==== 数据条目
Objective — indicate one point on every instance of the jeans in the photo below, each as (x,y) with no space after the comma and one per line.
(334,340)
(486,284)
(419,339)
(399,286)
========
_目标:_ 把上方的列表原样复制一遍，一字不改。

_最终结果:_
Objective — indicate one point on every instance of the jeans in the photo below, each as (x,y) with no space after the comma and one per line.
(334,340)
(486,284)
(419,339)
(399,286)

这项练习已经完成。